**Trecho fornecido:**
De acordo com informações recolhidas pelo JN, a vítima é natural de Foz Côa, onde, em 2015, conheceu o sacerdote, que tinha a seu cargo várias paróquias, algumas também na zona pastoral de São João da Pesqueira. O sem-abrigo, de 44 anos e com uma deficiência cognitiva, não tinha, na altura, qualquer suporte familiar e vivia da mendicidade, numa pobreza extrema.
Tornou-se tutor
Aparentemente movido por caridade, o sacerdote ofereceu-lhe um teto na casa paroquial de Horta do Douro, bem como alimentação. A compaixão foi tanta que o padre decidiu "adotar" o sem-abrigo. Em 2017, o tribunal oficializou-o como seu tutor. Porém, não viviam juntos. Enquanto António Júlio Pinto morava em casa própria, o seu protegido ficava na casa paroquial, que, embora tivesse condições de habitabilidade, encontrava-se em mau estado.

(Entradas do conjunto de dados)

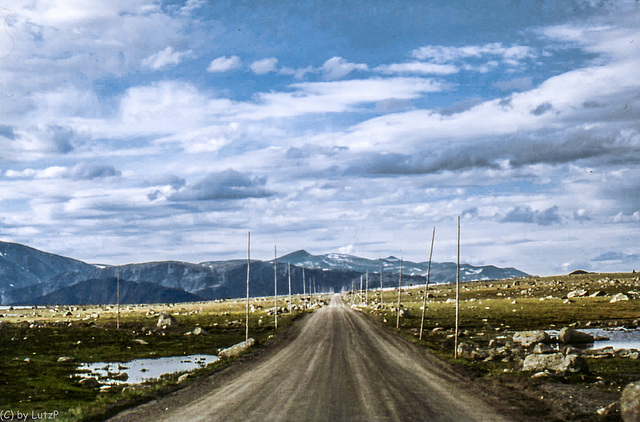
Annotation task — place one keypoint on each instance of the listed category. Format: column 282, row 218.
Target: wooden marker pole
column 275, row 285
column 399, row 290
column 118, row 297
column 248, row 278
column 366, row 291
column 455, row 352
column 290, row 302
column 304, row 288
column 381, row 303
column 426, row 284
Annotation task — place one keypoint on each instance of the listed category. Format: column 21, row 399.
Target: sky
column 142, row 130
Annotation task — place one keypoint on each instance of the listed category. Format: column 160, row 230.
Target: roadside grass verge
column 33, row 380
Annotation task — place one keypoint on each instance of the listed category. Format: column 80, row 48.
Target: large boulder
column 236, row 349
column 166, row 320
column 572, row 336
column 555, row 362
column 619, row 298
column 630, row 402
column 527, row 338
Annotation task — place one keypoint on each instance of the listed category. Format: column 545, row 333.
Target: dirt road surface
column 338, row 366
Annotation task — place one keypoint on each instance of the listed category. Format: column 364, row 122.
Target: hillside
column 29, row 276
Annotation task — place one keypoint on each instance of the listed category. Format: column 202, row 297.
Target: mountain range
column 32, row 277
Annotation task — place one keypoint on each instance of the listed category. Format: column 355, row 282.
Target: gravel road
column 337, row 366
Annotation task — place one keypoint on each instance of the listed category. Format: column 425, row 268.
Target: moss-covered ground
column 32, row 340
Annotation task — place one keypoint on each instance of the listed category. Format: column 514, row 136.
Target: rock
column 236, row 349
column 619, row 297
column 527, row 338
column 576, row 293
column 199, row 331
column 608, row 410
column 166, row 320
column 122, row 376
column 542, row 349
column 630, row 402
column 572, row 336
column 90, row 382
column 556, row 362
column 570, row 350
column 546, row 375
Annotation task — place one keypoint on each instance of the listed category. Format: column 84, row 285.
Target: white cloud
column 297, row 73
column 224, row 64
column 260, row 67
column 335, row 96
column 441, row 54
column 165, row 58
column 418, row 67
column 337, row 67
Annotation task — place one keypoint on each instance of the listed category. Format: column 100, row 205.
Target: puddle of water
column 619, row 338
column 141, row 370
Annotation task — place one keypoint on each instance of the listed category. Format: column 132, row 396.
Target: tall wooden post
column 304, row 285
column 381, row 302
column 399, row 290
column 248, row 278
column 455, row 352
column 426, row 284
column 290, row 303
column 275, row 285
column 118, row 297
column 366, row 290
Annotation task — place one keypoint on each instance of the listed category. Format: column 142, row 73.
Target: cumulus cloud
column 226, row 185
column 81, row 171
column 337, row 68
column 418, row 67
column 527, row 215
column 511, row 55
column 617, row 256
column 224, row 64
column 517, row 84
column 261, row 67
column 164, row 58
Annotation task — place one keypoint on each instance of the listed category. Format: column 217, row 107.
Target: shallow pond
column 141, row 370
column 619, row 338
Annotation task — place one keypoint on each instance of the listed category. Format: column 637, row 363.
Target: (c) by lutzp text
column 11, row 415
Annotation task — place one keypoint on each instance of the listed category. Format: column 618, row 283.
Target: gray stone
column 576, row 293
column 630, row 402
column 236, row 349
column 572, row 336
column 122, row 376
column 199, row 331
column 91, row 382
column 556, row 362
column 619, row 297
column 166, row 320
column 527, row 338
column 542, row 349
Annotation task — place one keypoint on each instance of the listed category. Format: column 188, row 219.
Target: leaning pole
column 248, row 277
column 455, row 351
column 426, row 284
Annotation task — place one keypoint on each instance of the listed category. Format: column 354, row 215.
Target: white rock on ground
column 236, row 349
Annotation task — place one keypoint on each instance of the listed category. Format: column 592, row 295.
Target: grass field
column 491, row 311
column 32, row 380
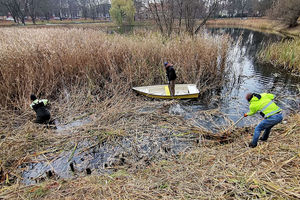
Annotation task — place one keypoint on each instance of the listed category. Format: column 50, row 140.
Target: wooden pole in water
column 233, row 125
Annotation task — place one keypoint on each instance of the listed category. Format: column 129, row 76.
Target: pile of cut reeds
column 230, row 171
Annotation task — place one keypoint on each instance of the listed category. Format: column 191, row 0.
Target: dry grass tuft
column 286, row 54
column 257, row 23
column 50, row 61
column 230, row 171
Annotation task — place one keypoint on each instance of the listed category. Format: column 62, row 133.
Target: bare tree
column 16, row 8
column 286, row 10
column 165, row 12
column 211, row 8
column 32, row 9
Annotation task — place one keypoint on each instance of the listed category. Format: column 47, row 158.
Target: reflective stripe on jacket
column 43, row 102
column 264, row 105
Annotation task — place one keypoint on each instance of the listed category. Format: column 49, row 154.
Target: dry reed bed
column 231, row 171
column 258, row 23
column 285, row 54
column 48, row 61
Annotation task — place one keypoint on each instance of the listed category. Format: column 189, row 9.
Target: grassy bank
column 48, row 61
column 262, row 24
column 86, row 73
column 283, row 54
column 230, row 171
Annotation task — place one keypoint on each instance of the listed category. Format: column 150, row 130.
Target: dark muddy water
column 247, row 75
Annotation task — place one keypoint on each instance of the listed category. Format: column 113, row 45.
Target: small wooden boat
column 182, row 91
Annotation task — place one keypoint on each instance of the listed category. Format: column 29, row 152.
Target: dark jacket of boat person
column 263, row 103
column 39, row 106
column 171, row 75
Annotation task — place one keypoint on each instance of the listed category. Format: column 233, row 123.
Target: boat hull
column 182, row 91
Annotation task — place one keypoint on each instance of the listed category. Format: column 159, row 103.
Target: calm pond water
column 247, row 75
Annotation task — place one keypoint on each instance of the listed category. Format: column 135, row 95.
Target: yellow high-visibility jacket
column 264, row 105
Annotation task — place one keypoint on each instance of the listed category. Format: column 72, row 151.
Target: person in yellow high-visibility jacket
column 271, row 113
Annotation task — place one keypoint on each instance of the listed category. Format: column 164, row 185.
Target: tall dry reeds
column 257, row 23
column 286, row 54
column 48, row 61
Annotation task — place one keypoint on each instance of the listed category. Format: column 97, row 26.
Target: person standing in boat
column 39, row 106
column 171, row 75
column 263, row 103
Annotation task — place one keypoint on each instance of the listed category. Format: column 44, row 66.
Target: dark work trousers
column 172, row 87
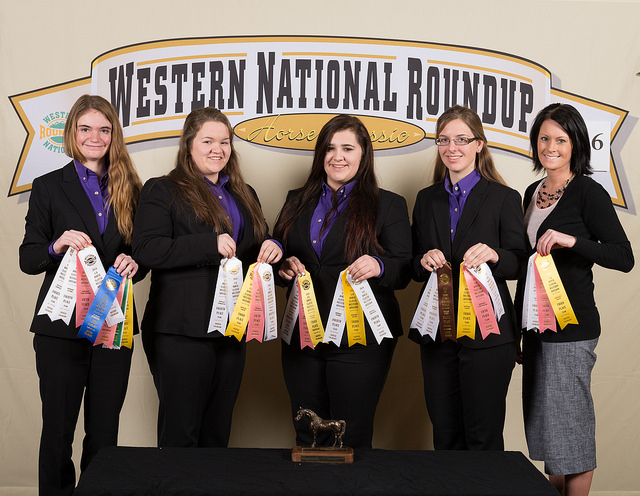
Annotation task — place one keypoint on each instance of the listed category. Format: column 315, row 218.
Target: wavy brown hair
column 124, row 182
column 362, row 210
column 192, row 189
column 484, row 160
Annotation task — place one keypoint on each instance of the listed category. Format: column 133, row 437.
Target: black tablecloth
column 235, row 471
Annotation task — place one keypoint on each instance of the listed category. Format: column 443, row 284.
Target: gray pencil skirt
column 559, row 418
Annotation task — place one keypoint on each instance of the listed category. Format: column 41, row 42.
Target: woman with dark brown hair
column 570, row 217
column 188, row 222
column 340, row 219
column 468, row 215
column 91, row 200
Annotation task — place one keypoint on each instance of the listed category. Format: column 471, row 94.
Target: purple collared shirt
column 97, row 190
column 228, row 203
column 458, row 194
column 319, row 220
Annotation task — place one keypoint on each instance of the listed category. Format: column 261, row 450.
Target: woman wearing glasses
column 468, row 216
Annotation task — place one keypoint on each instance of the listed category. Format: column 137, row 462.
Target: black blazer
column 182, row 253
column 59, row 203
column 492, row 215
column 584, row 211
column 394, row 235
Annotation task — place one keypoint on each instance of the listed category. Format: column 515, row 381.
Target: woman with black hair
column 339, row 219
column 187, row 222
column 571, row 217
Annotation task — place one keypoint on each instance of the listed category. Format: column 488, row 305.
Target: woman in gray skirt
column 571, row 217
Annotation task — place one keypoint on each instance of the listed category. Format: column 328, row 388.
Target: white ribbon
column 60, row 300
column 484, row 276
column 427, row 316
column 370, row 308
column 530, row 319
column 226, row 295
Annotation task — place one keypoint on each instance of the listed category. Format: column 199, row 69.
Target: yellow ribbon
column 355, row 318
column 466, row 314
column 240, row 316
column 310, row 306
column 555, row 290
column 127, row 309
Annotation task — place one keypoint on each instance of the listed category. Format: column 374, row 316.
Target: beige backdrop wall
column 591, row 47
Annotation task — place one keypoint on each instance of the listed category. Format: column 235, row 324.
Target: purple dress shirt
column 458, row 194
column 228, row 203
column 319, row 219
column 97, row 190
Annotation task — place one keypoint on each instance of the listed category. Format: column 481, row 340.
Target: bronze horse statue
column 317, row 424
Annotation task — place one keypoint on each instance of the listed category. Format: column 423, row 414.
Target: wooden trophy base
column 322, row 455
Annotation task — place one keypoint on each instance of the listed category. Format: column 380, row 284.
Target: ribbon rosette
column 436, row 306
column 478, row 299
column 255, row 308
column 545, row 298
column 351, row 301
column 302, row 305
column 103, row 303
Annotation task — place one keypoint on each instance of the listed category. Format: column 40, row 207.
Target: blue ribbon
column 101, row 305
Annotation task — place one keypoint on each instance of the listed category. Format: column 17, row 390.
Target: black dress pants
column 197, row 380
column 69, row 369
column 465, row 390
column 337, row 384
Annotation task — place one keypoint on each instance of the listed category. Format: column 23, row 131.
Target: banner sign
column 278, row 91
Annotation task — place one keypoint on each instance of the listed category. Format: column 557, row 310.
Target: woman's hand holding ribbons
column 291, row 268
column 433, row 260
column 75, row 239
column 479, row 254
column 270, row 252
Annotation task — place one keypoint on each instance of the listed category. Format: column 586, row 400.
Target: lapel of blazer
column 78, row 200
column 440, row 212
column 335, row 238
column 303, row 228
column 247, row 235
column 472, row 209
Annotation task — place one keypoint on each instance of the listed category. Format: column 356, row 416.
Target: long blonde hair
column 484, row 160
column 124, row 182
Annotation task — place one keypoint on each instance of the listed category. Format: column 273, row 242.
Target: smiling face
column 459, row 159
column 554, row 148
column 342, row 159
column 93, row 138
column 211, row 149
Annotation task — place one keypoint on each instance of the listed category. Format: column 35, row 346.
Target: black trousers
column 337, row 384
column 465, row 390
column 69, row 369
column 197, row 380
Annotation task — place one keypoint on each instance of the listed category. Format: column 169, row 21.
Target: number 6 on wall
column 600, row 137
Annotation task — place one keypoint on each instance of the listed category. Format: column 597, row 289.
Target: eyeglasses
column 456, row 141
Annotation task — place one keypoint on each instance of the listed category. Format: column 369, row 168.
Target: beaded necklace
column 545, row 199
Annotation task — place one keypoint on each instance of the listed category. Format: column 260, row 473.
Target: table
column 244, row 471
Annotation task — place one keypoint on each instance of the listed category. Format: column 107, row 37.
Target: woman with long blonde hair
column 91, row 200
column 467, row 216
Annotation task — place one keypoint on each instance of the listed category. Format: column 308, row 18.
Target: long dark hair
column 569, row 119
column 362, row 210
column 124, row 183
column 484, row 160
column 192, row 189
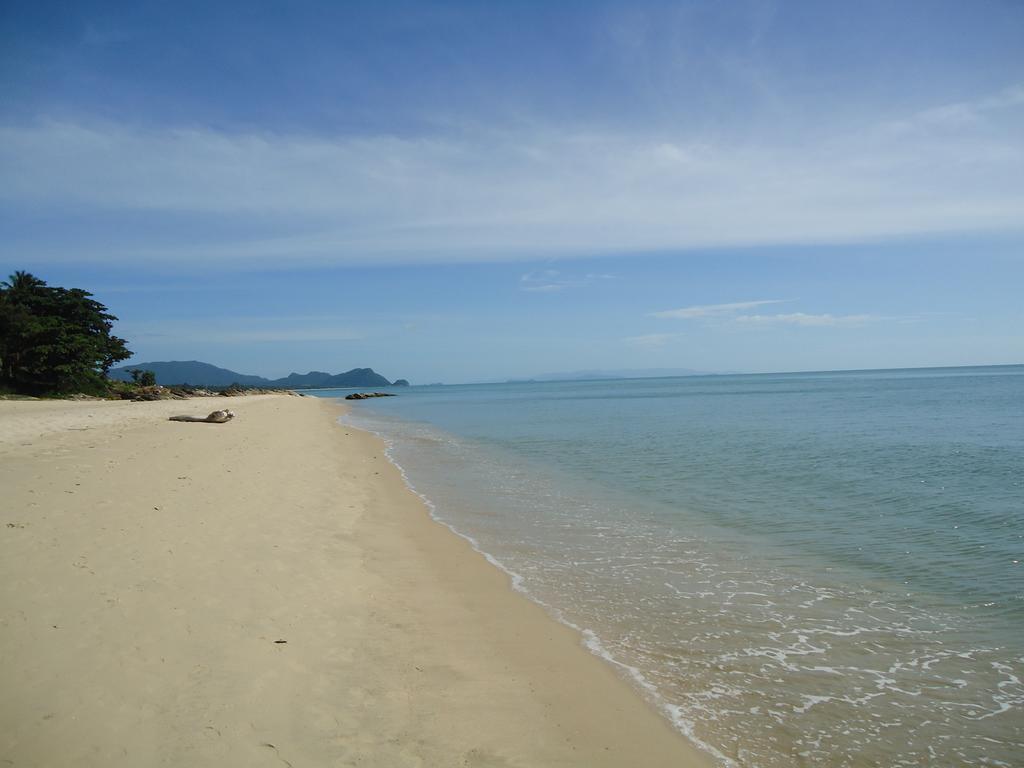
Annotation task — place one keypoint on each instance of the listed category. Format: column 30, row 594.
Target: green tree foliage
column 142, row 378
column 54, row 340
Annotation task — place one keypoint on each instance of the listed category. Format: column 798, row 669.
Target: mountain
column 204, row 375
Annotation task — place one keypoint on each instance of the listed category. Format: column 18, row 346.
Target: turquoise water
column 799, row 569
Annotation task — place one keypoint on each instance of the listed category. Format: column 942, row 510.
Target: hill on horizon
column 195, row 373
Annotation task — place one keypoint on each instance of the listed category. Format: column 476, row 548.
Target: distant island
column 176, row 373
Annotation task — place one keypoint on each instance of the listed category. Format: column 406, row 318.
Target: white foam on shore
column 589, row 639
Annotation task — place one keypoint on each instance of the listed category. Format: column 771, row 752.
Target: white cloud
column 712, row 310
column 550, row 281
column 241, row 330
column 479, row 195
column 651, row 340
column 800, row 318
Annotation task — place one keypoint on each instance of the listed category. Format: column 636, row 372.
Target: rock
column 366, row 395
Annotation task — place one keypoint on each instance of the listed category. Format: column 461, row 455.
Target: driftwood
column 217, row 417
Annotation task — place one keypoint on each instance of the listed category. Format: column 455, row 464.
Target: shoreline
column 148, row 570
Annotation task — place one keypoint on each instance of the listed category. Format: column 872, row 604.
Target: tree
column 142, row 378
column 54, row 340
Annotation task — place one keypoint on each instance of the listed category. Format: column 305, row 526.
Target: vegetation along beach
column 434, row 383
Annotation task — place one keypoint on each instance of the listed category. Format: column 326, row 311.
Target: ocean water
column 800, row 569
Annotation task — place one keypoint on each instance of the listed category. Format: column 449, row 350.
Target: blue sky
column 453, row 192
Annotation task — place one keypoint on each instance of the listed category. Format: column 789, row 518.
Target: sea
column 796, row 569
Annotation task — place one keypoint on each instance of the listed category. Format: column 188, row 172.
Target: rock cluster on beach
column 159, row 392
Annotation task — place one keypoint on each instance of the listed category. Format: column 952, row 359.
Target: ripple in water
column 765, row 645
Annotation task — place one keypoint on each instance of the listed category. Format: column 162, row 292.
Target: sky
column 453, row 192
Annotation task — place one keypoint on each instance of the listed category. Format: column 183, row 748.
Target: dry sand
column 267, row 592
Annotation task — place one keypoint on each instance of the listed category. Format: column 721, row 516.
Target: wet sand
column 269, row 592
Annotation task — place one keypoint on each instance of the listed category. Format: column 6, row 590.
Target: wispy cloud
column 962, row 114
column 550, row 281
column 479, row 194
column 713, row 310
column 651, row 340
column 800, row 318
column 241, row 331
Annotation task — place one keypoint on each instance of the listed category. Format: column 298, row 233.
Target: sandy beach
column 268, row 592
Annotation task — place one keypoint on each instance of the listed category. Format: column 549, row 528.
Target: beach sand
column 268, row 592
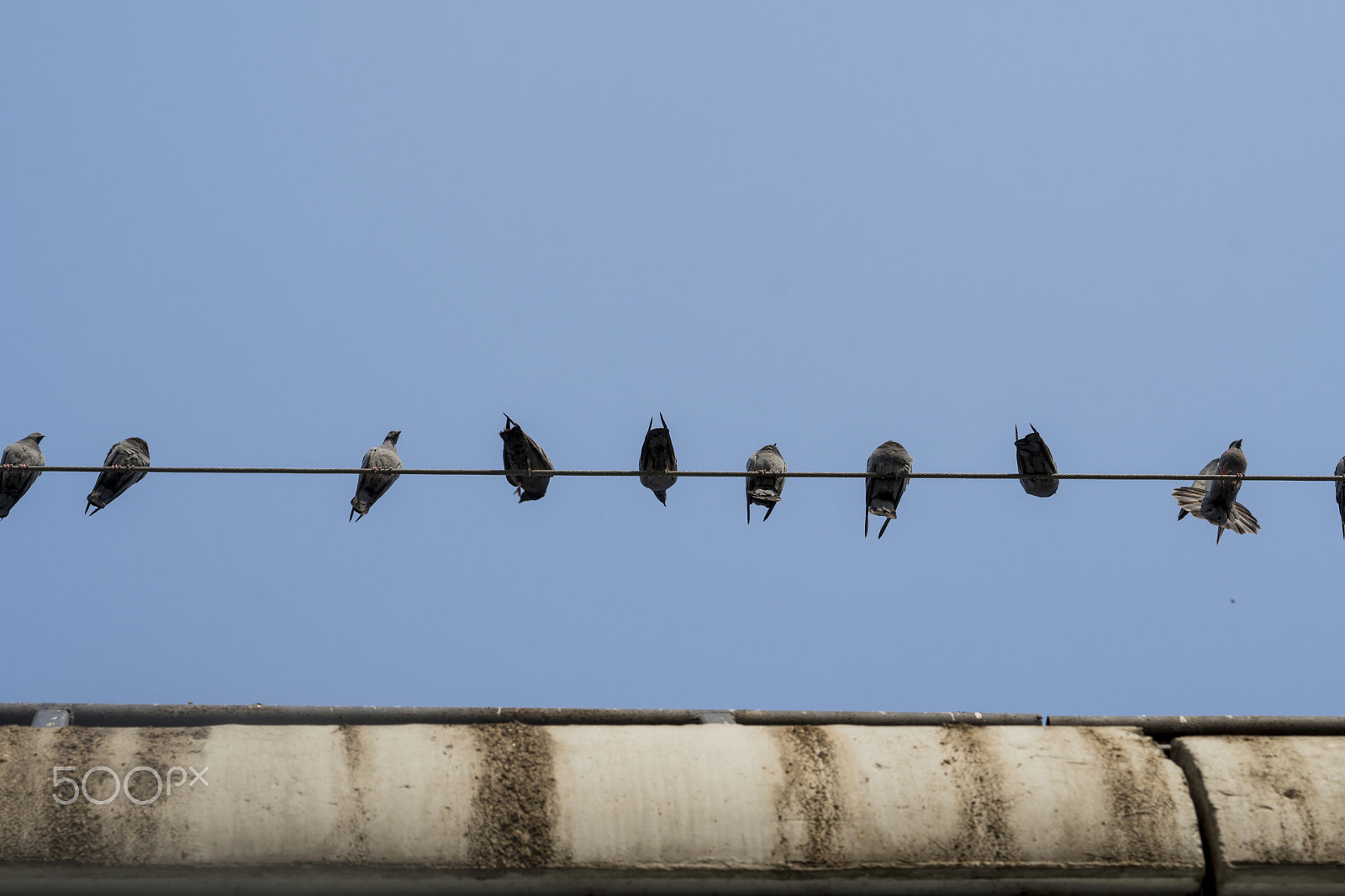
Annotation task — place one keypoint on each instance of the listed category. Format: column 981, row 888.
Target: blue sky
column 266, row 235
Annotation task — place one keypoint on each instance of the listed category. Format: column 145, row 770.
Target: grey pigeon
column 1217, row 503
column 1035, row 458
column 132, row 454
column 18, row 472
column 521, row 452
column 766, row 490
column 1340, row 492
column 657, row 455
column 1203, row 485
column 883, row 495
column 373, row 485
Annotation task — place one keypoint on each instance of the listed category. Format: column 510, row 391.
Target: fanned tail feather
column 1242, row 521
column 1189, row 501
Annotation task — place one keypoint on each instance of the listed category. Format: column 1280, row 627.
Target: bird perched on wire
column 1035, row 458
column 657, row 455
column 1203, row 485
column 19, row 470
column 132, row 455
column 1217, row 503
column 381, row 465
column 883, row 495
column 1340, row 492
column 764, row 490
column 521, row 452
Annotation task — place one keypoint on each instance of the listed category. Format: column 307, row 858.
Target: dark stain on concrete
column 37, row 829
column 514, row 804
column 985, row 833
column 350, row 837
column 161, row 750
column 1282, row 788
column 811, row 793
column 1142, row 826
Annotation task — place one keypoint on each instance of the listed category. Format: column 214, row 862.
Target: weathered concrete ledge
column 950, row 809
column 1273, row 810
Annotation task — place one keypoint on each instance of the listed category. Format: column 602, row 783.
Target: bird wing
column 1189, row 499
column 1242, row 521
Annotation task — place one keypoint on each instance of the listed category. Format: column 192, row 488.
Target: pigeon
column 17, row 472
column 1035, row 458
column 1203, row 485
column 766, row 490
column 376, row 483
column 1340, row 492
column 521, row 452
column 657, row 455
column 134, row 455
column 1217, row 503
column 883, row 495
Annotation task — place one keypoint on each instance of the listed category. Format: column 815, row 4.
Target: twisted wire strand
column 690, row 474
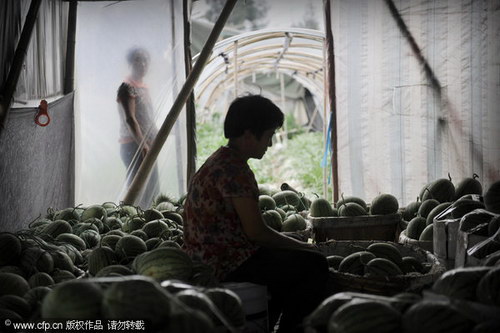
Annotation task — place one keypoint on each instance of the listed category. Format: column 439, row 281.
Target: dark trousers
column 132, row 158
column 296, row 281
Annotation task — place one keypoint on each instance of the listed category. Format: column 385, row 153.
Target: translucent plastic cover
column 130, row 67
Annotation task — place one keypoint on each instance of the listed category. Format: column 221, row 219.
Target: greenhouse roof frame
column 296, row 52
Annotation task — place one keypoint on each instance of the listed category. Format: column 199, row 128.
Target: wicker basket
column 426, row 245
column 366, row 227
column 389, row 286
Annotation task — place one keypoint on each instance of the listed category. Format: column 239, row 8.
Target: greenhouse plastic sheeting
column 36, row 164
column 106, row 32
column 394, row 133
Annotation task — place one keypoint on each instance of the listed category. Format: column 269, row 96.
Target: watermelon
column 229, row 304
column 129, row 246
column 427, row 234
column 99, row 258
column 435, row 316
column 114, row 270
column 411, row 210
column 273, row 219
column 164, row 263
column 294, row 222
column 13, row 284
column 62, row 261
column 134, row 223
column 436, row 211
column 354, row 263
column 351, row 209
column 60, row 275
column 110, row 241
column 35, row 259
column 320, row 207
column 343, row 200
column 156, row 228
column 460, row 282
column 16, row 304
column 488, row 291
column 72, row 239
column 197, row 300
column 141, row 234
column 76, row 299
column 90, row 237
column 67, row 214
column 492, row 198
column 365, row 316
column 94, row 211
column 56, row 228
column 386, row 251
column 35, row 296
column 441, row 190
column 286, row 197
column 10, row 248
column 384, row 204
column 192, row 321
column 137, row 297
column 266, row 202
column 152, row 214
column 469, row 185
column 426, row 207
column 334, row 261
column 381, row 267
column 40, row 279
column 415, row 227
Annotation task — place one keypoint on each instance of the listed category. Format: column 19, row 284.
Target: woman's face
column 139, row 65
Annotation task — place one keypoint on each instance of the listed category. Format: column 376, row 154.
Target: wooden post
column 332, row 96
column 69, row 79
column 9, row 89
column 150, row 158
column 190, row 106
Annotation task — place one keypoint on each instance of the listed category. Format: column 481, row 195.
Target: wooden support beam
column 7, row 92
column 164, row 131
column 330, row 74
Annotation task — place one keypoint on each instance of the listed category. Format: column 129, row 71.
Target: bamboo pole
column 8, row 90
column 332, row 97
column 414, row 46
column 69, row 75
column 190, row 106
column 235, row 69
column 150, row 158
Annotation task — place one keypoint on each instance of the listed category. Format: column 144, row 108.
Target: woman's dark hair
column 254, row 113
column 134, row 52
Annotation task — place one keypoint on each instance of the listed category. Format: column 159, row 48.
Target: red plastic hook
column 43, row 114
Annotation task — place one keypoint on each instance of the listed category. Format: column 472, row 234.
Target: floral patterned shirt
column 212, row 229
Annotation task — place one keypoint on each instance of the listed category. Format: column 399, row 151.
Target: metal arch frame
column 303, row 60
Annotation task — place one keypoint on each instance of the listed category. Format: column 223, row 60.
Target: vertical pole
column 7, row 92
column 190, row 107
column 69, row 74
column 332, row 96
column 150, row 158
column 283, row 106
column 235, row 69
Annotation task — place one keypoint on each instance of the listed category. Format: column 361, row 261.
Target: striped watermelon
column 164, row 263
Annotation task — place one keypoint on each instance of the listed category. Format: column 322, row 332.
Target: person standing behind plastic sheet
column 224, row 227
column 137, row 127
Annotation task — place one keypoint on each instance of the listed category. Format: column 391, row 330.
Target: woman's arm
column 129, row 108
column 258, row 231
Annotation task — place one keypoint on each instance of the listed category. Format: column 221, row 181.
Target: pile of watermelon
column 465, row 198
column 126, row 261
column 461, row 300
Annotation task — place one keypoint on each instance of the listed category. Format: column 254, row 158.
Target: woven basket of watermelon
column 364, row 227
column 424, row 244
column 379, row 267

**Tarefas:**
1) Na notícia sobre o padre e o sem-abrigo, em que ano o tribunal tornou oficial o padre como tutor do sem-abrigo?
2) Escreva a próxima parte da notícia sobre o padre e o sem-abrigo, a partir da última frase do trecho fornecido.

**Respostas por tarefa:**
1) Em 2017.

2)
A vítima tornou-se um homem dos sete ofícios. Enquanto sacristão tocava o sino, limpava a igreja e auxiliava o padre nas missas, além de cuidar dos jardins. Numa relação de patrão e empregado, o padre apenas lhe dava o "alojamento e alimentação, sem qualquer outro pagamento", refere a PJ em comunicado.
O ascendente que tinha sobre a vítima também permitiu a António Júlio Pinto manter contactos sexuais. Por ser deficiente, a lei descreve estas condutas como "abuso sexual de pessoa incapaz de resistência". "Aproveitando-se das incapacidades psíquicas e da especial vulnerabilidade da vítima, o arguido veio depois a exigir-lhe serviços sexuais, fechando-o em casa e vedando-lhe qualquer contacto com o exterior quando recusava aceder aos seus propósitos", explica ainda a PJ do Porto.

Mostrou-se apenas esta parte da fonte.